WHAT IS NEEDED: Please give every line of the records below as a numbered list, leaving out any blank lines.

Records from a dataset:

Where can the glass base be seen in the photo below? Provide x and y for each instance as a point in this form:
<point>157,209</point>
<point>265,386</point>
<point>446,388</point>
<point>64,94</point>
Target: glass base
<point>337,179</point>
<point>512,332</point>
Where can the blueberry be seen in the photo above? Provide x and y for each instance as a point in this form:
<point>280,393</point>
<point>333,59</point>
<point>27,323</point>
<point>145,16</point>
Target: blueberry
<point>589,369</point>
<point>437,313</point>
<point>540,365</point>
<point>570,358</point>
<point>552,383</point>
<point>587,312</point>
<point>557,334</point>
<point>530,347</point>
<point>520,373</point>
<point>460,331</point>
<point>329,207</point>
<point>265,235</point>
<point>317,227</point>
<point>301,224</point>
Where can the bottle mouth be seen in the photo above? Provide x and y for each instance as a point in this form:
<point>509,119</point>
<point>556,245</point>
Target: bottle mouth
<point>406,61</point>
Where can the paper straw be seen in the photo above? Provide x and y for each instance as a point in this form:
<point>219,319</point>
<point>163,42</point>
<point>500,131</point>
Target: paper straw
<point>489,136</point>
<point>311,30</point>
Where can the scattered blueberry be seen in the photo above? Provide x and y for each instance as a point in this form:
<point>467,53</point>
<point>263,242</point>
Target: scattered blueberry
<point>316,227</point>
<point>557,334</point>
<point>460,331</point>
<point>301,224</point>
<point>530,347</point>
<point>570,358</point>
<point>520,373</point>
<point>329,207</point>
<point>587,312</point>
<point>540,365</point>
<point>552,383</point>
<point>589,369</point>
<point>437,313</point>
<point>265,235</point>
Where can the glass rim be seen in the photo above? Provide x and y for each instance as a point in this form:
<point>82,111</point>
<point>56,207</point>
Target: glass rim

ANSWER:
1. Where can the glass base be seen in the photo below? Provide x and y for each instance as a point in this form:
2. <point>157,209</point>
3. <point>265,386</point>
4. <point>446,388</point>
5. <point>64,94</point>
6. Target: glass base
7. <point>337,179</point>
8. <point>512,332</point>
9. Where can the blueberry be seen in the photo above? Provide x and y for each instance as a point in this form:
10. <point>280,393</point>
11. <point>333,59</point>
12. <point>27,323</point>
13. <point>145,16</point>
14. Target: blueberry
15. <point>589,369</point>
16. <point>437,313</point>
17. <point>540,365</point>
18. <point>570,358</point>
19. <point>552,383</point>
20. <point>587,312</point>
21. <point>557,334</point>
22. <point>530,347</point>
23. <point>520,373</point>
24. <point>460,331</point>
25. <point>329,207</point>
26. <point>265,235</point>
27. <point>317,227</point>
28. <point>301,224</point>
29. Where can the bottle mouth be seen in the photo above? Provide x and y for each instance as a point in this form:
30. <point>509,119</point>
31. <point>556,245</point>
32. Target: bottle mouth
33. <point>406,61</point>
34. Where can the paper straw be seen in the photo above? Provide x and y for each instance as a point in this form:
35. <point>219,319</point>
36. <point>163,42</point>
37. <point>500,131</point>
38. Target: paper straw
39. <point>489,136</point>
40. <point>311,30</point>
41. Where can the scattered blueberry be seen in the photo above? Provide x and y for each instance as a point in this form:
42. <point>467,53</point>
43. <point>263,242</point>
44. Target: scattered blueberry
45. <point>316,227</point>
46. <point>557,334</point>
47. <point>460,331</point>
48. <point>301,224</point>
49. <point>530,347</point>
50. <point>570,358</point>
51. <point>520,373</point>
52. <point>329,207</point>
53. <point>587,312</point>
54. <point>540,365</point>
55. <point>552,383</point>
56. <point>589,369</point>
57. <point>437,313</point>
58. <point>265,235</point>
59. Where can the glass rim be seen in the photo above? Provide x and y for each instance as a point in this form:
60. <point>82,111</point>
61. <point>56,207</point>
62. Target: glass rim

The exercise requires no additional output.